WORK REQUIRED: Please output the records below in full, exactly as given, but without the images.

RECORDS:

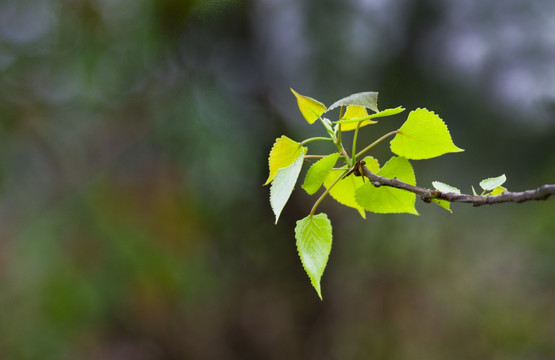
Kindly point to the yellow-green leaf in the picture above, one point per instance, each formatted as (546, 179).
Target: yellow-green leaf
(387, 199)
(283, 153)
(283, 185)
(314, 238)
(423, 136)
(310, 108)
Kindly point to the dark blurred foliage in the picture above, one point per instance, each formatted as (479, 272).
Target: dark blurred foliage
(134, 137)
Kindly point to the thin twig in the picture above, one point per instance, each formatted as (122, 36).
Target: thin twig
(427, 195)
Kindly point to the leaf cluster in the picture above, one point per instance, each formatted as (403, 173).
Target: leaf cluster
(423, 135)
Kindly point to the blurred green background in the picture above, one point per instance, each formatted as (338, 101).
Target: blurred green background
(134, 137)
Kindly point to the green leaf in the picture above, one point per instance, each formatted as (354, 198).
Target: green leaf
(318, 172)
(444, 187)
(314, 238)
(498, 191)
(283, 185)
(350, 122)
(367, 99)
(423, 136)
(385, 199)
(492, 183)
(310, 108)
(283, 153)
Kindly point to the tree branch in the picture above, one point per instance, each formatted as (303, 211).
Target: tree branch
(427, 195)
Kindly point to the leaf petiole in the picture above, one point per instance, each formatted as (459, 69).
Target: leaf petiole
(315, 139)
(375, 143)
(326, 192)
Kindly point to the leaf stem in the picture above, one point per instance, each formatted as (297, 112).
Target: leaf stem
(326, 193)
(376, 143)
(355, 143)
(315, 139)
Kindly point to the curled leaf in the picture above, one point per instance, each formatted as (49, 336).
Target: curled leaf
(310, 108)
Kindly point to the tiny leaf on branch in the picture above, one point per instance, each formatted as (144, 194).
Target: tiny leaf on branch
(284, 183)
(491, 183)
(284, 152)
(423, 136)
(498, 190)
(314, 237)
(386, 200)
(367, 99)
(310, 108)
(446, 189)
(318, 173)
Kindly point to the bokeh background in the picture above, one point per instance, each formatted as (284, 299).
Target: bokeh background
(134, 137)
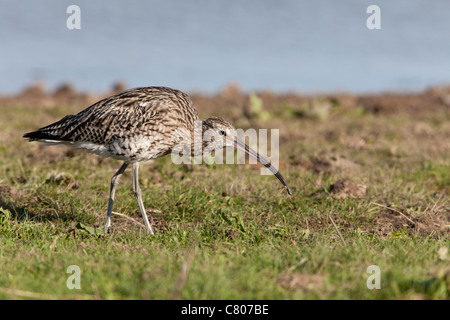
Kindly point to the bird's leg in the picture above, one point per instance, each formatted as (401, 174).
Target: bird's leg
(138, 194)
(114, 183)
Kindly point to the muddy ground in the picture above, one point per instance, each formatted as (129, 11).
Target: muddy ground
(343, 141)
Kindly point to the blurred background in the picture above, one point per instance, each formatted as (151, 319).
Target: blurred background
(203, 45)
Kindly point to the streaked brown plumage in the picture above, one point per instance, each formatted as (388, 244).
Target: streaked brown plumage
(138, 125)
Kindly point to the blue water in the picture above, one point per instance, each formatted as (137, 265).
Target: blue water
(284, 45)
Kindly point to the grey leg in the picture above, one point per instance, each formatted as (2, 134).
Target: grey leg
(114, 183)
(138, 194)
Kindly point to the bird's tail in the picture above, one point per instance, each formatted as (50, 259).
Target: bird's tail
(51, 134)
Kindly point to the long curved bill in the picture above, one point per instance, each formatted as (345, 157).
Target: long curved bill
(245, 148)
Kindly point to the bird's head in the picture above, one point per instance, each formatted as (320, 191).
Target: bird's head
(219, 134)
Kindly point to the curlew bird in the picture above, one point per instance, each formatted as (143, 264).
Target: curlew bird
(138, 125)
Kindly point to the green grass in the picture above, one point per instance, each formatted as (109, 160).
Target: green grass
(225, 232)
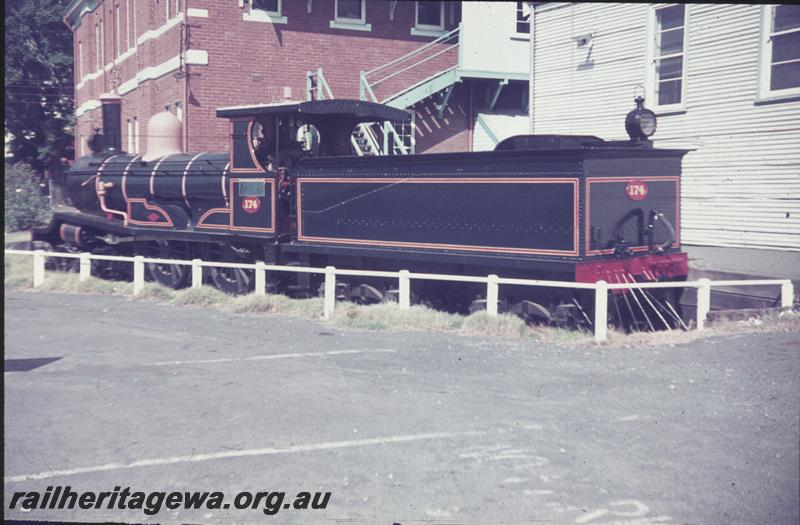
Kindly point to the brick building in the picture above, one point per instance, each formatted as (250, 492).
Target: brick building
(193, 56)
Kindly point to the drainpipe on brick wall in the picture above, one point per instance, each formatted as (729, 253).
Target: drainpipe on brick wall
(531, 48)
(184, 50)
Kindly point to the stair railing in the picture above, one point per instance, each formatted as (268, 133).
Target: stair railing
(384, 72)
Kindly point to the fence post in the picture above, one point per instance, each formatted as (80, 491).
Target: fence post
(138, 274)
(492, 293)
(261, 281)
(197, 273)
(600, 311)
(703, 302)
(38, 268)
(85, 267)
(787, 294)
(404, 290)
(330, 291)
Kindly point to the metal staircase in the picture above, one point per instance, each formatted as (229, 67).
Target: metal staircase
(403, 82)
(369, 138)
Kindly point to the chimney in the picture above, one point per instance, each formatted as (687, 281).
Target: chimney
(112, 120)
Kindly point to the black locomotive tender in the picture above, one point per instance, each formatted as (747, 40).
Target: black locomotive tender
(291, 191)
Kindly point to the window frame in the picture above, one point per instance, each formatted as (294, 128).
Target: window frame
(118, 29)
(350, 23)
(430, 27)
(651, 82)
(98, 46)
(262, 15)
(765, 60)
(81, 66)
(517, 21)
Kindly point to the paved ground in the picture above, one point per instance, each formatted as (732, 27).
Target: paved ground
(408, 427)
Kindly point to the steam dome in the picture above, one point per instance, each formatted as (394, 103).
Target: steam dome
(164, 132)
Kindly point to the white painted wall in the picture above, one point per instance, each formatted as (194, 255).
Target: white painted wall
(502, 125)
(489, 41)
(741, 185)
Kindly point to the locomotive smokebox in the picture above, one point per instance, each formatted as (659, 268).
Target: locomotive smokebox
(112, 120)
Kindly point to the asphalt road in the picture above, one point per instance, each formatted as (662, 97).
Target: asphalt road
(399, 427)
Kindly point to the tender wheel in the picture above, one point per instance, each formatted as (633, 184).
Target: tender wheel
(170, 275)
(234, 281)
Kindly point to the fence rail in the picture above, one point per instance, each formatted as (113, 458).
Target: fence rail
(404, 277)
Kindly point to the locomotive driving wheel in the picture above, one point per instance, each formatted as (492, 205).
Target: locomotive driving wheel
(111, 270)
(65, 264)
(170, 275)
(232, 281)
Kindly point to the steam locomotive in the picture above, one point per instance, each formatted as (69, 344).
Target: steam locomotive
(291, 190)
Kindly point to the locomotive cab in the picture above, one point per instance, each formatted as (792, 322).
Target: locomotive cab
(267, 137)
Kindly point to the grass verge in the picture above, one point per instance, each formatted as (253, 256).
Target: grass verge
(386, 316)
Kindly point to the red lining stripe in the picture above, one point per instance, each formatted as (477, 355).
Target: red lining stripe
(590, 180)
(471, 180)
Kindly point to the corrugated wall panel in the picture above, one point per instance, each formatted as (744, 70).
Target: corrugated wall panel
(741, 184)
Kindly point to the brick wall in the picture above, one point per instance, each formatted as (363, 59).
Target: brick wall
(251, 61)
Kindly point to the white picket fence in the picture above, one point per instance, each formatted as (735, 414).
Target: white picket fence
(404, 277)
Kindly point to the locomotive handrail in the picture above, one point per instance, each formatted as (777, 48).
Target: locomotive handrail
(601, 288)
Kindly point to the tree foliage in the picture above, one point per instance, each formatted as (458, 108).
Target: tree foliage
(39, 94)
(25, 206)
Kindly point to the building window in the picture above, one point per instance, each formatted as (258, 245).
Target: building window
(173, 8)
(117, 30)
(130, 13)
(265, 11)
(523, 18)
(130, 135)
(98, 46)
(430, 15)
(429, 19)
(351, 11)
(272, 7)
(780, 51)
(667, 74)
(136, 134)
(350, 14)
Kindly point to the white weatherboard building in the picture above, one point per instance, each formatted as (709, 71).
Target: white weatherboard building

ANSWER TO THIS PROBLEM:
Kindly point to the yellow-green leaf in the picture above, one point per instance, each formatted as (546, 179).
Target: yellow-green leaf
(387, 199)
(283, 153)
(283, 185)
(314, 238)
(423, 136)
(310, 108)
Kindly point to the dark blurred foliage in the picture above, one point per instance, each formatted as (479, 272).
Target: dark blurred foliage
(134, 137)
Kindly point to the thin twig in the picture above, one point per instance, each formatted as (122, 36).
Target: thin twig
(427, 195)
Kindly point to the leaf cluster in the picture above, one point per instance, each formatted as (403, 173).
Target: leaf cluster
(423, 135)
Kindly point to the blurred green background in the picture above, one point per instance, each formatted as (338, 101).
Target: blurred green background
(134, 137)
Kindly point to the green leaf in the picture above, one point per instance, each formatted as (354, 198).
Target: green leaf
(318, 172)
(444, 187)
(314, 238)
(498, 191)
(283, 185)
(350, 122)
(367, 99)
(423, 136)
(385, 199)
(492, 183)
(310, 108)
(283, 153)
Kindly point to the tree branch in the picture above, one point per instance, each formatted as (303, 211).
Target: tree branch
(427, 195)
Kindly point to the leaf petiole in the picture above, one point per instance, each formatted as (459, 69).
Target: leaf petiole
(315, 139)
(375, 143)
(326, 192)
Kindly point to the leaf stem in the picture above, one point per instance, each formatted as (297, 112).
Target: leaf stem
(326, 193)
(376, 143)
(355, 143)
(315, 139)
Kindly point to the curled leaf in the picture above, one point per instance, each formatted as (49, 336).
Target: curled leaf
(310, 108)
Kindly point to the tiny leaf on branch in the picture above, one point per instance, each formatted as (144, 194).
Target: tiny leaf on branch
(284, 183)
(491, 183)
(284, 152)
(423, 136)
(498, 190)
(314, 237)
(386, 200)
(367, 99)
(310, 108)
(446, 189)
(318, 173)
Kindly point to the bokeh background in the picture above, one point per instance, each formatted as (284, 299).
Target: bokeh background
(134, 137)
Kindly point to the bird's leg in the picture above, one point per instance, each formatted as (401, 174).
Target: bird's leg
(138, 194)
(114, 183)
Kindly point to the muddy ground in the picture above, one point per instance, each formatted as (129, 11).
Target: muddy ground
(343, 141)
Kindly point to the blurred background in the picture above, one point per instance, each formatted as (151, 319).
Target: blurred background
(203, 45)
Kindly point to the streaked brown plumage in the picture above, one point per instance, each formatted as (388, 244).
Target: streaked brown plumage
(138, 125)
Kindly point to the blue water in the picture above, one point per instance, each formatted as (137, 265).
Target: blue water
(284, 45)
Kindly point to the grey leg in the picture above, one point per instance, each formatted as (2, 134).
Target: grey leg
(114, 183)
(138, 194)
Kindly point to the bird's tail in the picture above, one point per instance, each formatted as (50, 259).
Target: bird's tail
(51, 134)
Kindly point to the long curved bill in the picture above, one point per instance, each formatted as (345, 157).
Target: long curved bill
(245, 148)
Kindly point to the bird's head in the picture above, one point per instance, each formatted as (320, 191).
Target: bird's head
(219, 134)
Kindly point to the curlew bird in the picture above, one point per instance, each formatted as (143, 264).
Target: curlew bird
(138, 125)
Kindly point to the green grass in the picture above, one point per instance, each formatted as (109, 160).
Target: green grass
(225, 232)
Kindly point to the brick building in the picture above, one point per instance, each formatted as (250, 492).
Target: brick building
(193, 56)
Kindly point to the drainpipe on brick wall in the picture above, one point per instance, each formatted as (729, 253).
Target: drainpipe on brick wall
(531, 48)
(184, 50)
Kindly point to the stair railing in the picture above, one point per instance, each formatted as (268, 133).
Target: stair railing
(384, 72)
Kindly point to the fence post in the picture above, one point per instance, each formatted as (80, 491).
Target: fence post
(138, 274)
(492, 293)
(261, 281)
(197, 273)
(600, 311)
(703, 302)
(38, 268)
(85, 267)
(787, 294)
(404, 290)
(330, 291)
Kindly point to the metal staircase in the picture above, one point per instance, each formatted as (229, 67).
Target: metal staircase
(403, 82)
(369, 138)
Kindly point to the chimney in the picture above, one point per instance, each formatted as (687, 281).
Target: chimney
(112, 120)
Kindly point to the black locomotive tender in the picture above, one point per instance, each formatted as (747, 40).
Target: black locomotive tender
(291, 191)
Kindly point to the window frame in the picture above, one point per instance, each formatted as (294, 128).
Target: window frame
(118, 29)
(350, 23)
(430, 27)
(651, 82)
(98, 46)
(262, 15)
(765, 60)
(81, 66)
(517, 21)
Kindly point to the paved ground in the picture above, one point per instance, each formatted as (732, 27).
Target: paved ground
(408, 427)
Kindly point to the steam dome in the picture above, one point per instance, each formatted as (394, 103).
Target: steam dome
(164, 132)
Kindly point to the white painted wall in the picture above, one point per instance, each formatted as (194, 255).
Target: white painted wall
(502, 125)
(489, 41)
(741, 185)
Kindly point to the locomotive smokebox in the picture above, one point per instance, each formatted as (659, 268).
Target: locomotive smokebox
(112, 120)
Kindly point to the asphalt road in the picture above, one point per instance, each formatted as (662, 97).
Target: asphalt road
(399, 427)
Kindly point to the tender wheel in the picture above, one point per instance, each formatted as (633, 184).
Target: tender wheel
(170, 275)
(234, 281)
Kindly point to the fence rail in the picture above, one point per instance, each formatted as (113, 458).
Target: fence rail
(404, 277)
Kindly point to the locomotive driving wheel in the picture above, one point per instance, each formatted as (492, 205).
Target: locomotive driving wheel
(111, 270)
(65, 264)
(170, 275)
(232, 281)
Kindly point to the steam locomotive in the picture above, one point per instance, each formatted as (69, 344).
Target: steam locomotive
(291, 190)
Kindly point to the locomotive cab in the picture above, one point per instance, each formatted as (792, 322).
Target: locomotive cab
(267, 137)
Kindly point to the grass verge in the picture above, one point per instance, each formatted as (253, 256).
Target: grass verge
(386, 316)
Kindly point to the red lining stripe in the picture above, one point per instance, each formatted as (477, 355).
Target: red lining stripe
(590, 180)
(471, 180)
Kindly point to the corrugated wall panel in the picture above, one point per instance, each formatted as (744, 70).
Target: corrugated wall panel
(741, 184)
Kindly point to the brick wall in the picture above, one point per instance, each formatted as (363, 59).
Target: brick wall
(251, 61)
Kindly point to the white picket fence in the picture above, one point per instance, each formatted as (735, 414).
Target: white picket fence
(404, 277)
Kindly point to the locomotive handrail in the picture above, one point per instance, each formatted as (777, 48).
Target: locomotive handrail
(601, 288)
Kindly point to the tree foliage in the picture above, one point per instance, each formatted as (458, 108).
Target: tree foliage
(39, 94)
(25, 206)
Kindly point to the building window in the picture above, one point per instance, each formatted as (258, 245).
Target: building window
(173, 8)
(117, 30)
(130, 13)
(265, 11)
(523, 18)
(130, 135)
(98, 46)
(430, 15)
(429, 19)
(351, 11)
(272, 7)
(780, 51)
(667, 74)
(136, 134)
(350, 14)
Kindly point to the white weatherboard building in the picture above, one point per instance, each formatted as (709, 71).
Target: white weatherboard building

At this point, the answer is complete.